** START OF Working data **
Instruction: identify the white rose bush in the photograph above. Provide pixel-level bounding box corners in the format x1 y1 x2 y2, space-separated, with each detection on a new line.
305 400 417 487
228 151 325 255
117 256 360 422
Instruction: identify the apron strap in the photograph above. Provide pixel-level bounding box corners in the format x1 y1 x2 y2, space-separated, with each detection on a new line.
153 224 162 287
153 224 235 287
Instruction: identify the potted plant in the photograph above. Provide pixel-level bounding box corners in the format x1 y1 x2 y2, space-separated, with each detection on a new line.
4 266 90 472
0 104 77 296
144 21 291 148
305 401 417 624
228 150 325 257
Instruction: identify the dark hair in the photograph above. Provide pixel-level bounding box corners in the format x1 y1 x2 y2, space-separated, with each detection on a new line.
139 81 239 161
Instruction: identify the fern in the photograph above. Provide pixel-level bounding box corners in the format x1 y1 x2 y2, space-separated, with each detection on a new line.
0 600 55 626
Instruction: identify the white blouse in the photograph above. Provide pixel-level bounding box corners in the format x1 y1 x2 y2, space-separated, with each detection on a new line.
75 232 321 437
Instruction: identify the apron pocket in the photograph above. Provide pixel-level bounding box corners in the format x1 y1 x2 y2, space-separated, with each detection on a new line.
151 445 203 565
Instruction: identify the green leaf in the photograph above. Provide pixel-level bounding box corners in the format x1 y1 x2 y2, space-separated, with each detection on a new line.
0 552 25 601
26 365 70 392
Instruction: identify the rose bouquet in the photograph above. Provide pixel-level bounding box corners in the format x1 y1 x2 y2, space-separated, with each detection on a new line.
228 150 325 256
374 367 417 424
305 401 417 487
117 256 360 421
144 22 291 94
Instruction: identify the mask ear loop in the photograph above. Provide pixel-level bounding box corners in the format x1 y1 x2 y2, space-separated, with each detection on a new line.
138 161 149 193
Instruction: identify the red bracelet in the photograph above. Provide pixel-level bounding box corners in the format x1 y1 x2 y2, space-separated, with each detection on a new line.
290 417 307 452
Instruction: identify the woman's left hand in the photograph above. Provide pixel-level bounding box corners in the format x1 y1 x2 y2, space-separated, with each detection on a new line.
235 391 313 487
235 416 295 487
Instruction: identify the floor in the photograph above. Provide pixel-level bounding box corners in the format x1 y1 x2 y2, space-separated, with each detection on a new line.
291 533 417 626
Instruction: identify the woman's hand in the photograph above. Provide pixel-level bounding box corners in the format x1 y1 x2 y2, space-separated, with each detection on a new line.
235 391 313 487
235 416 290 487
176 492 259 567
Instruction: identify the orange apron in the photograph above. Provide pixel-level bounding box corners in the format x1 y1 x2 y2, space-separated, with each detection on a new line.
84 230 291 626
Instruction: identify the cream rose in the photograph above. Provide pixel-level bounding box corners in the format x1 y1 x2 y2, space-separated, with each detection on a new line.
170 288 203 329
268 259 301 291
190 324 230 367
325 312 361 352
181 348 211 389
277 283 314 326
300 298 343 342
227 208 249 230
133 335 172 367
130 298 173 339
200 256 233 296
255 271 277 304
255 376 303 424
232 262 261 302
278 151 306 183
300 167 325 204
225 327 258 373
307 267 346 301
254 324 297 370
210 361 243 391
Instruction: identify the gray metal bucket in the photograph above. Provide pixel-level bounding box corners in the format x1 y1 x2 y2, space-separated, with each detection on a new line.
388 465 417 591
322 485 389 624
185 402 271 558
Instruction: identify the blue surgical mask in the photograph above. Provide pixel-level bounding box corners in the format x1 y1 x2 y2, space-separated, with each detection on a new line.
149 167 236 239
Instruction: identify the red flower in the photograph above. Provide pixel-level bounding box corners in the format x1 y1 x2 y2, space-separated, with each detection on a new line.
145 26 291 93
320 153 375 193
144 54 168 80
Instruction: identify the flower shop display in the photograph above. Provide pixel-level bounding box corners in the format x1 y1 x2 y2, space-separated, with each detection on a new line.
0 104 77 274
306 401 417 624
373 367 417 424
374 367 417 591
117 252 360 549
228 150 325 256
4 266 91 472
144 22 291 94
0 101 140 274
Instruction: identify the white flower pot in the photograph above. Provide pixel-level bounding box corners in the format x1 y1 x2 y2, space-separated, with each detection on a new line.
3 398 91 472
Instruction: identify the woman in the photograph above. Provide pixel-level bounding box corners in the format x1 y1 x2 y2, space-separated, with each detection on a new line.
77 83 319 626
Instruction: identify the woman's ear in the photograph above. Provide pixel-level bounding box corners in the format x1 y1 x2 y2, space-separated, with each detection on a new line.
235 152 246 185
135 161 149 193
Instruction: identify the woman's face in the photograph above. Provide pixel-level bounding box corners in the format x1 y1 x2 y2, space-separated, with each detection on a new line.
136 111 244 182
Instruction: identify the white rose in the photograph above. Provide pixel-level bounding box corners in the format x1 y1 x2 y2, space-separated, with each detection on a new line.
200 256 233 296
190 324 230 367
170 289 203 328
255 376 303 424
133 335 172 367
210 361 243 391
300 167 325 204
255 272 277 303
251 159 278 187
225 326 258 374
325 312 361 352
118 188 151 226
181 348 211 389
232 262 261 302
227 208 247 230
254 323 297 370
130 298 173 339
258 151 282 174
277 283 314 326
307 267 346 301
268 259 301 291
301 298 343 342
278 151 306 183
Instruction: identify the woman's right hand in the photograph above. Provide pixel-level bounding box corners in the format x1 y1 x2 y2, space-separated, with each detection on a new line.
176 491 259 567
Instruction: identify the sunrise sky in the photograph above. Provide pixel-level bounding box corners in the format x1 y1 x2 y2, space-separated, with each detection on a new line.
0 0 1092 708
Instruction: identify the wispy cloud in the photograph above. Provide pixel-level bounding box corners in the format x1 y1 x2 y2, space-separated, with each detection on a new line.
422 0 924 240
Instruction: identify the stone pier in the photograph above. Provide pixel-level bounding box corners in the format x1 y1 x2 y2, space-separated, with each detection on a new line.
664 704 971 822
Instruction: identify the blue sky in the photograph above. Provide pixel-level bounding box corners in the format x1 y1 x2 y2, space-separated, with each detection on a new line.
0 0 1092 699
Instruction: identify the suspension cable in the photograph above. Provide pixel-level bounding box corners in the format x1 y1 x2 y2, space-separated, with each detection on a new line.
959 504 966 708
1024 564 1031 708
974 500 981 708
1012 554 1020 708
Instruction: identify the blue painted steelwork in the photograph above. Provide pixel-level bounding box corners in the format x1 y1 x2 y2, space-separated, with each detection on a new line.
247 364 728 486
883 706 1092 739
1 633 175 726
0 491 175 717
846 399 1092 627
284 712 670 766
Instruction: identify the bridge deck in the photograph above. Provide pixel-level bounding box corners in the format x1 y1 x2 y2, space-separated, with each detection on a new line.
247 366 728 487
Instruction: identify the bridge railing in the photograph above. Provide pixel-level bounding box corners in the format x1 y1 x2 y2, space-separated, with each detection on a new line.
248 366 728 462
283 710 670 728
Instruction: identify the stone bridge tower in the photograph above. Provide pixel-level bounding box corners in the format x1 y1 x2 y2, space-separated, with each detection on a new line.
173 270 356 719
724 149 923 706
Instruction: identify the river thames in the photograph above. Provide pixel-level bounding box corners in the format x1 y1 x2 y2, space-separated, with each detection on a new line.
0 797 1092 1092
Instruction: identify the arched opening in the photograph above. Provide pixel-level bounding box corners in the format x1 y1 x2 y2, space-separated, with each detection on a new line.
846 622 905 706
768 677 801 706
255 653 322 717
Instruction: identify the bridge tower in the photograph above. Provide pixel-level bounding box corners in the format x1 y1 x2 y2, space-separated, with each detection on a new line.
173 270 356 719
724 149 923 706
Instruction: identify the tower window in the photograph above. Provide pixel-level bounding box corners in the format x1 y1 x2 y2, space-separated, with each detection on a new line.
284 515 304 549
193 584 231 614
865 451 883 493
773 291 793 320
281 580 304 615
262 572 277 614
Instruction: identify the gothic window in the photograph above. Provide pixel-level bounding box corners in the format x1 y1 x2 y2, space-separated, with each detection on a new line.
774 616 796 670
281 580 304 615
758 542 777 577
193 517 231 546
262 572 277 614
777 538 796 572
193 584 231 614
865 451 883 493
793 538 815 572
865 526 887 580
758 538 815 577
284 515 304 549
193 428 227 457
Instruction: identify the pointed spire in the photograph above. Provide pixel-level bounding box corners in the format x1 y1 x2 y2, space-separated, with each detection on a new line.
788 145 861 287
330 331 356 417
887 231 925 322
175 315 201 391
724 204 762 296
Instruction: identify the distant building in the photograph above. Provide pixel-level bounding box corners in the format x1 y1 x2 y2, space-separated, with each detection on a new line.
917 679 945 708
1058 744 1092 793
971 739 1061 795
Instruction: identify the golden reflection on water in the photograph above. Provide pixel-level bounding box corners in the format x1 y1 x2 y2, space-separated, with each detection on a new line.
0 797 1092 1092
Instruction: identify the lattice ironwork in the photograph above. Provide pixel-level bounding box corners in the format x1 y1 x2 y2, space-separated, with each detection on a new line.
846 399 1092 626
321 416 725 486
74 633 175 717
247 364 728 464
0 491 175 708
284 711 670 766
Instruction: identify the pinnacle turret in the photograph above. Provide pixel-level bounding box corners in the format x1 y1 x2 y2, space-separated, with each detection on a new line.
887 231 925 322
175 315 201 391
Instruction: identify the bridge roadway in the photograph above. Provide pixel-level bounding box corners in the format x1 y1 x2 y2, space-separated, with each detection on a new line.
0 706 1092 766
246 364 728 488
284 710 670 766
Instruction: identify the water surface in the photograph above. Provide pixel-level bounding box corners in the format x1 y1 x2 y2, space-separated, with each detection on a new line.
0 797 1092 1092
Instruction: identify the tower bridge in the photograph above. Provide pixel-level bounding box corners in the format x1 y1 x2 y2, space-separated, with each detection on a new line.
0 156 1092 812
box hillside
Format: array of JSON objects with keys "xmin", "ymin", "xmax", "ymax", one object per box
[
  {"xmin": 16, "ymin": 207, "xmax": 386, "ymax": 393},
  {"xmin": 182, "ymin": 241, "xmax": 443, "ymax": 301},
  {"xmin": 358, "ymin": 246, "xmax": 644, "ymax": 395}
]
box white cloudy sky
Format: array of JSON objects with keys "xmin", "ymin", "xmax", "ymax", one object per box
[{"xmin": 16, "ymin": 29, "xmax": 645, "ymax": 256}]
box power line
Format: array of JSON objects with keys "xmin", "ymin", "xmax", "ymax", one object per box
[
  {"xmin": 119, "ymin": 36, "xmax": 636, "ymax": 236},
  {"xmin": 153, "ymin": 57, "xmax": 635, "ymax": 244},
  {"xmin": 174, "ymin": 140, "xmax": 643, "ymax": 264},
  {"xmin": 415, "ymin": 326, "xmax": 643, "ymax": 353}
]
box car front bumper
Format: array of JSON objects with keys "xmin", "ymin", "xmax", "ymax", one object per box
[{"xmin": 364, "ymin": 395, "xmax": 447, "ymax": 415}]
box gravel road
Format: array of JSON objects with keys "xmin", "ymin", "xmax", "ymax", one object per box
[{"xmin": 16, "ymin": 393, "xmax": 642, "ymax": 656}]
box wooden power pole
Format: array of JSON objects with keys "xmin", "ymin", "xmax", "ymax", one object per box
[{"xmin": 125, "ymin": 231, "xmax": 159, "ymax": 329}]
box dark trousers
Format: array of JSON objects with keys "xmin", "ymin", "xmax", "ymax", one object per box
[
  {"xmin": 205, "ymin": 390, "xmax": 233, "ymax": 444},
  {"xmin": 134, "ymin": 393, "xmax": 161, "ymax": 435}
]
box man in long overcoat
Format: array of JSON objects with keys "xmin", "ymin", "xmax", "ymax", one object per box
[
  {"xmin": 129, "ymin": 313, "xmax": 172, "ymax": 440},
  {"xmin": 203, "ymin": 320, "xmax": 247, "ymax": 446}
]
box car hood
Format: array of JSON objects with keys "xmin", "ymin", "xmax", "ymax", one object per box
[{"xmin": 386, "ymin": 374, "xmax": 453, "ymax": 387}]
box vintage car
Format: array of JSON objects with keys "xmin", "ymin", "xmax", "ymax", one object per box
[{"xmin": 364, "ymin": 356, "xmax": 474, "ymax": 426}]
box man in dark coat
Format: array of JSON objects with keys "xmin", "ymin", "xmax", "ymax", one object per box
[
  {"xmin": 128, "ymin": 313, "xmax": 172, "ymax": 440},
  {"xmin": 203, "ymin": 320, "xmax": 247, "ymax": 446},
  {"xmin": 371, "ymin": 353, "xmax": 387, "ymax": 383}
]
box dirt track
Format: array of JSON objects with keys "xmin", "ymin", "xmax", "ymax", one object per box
** END OF Working data **
To do:
Reproduce the lines above word for word, starting with the first line and ending with the line that contains "26 365 70 392", both included.

Response to the task:
Instruction: identify the white rose bush in the photograph above. Provide pixel-level bounding box corners in the format x1 y1 x2 y2, space-separated, with each detection on a new line.
305 400 417 487
228 151 325 255
117 256 360 422
Instruction: identify the apron strap in the photograph above. Provide pixel-level bounding box corners in the format x1 y1 x2 y2, space-separated, with each detection on a new line.
153 224 162 287
153 224 235 287
Instruction: identify the potted plant in the photograph above. Provide pixel-level bounding box corners in the format x1 y1 x2 y2, space-separated, with each detection on a new line.
4 266 90 472
0 104 77 296
144 21 291 148
305 401 417 624
228 150 325 257
Instruction: identify the dark hair in the photograph above. Provide pixel-level bounding box corners in the format x1 y1 x2 y2, space-separated, with each detection on a new line.
139 81 239 161
Instruction: identify the fern in the photograph above. Provide pixel-level bounding box corners in the format x1 y1 x2 y2, space-separated, with each detection on a new line.
0 600 55 626
Instruction: identify the white blouse in the photograph above. Provide pixel-level bounding box corners in the format x1 y1 x2 y2, space-separated, with each detection on a new line.
75 232 321 437
Instruction: identify the apron pocket in the photograph above. Provide pixel-level bounding box corners in the format x1 y1 x2 y2, space-separated, with each detection on a new line.
151 445 203 565
Instruction: identify the green leaf in the photograph above. Provide pixel-level bounding box corners in the format x1 y1 x2 y2, space-separated, with each detection on a new line.
0 552 25 601
26 365 70 392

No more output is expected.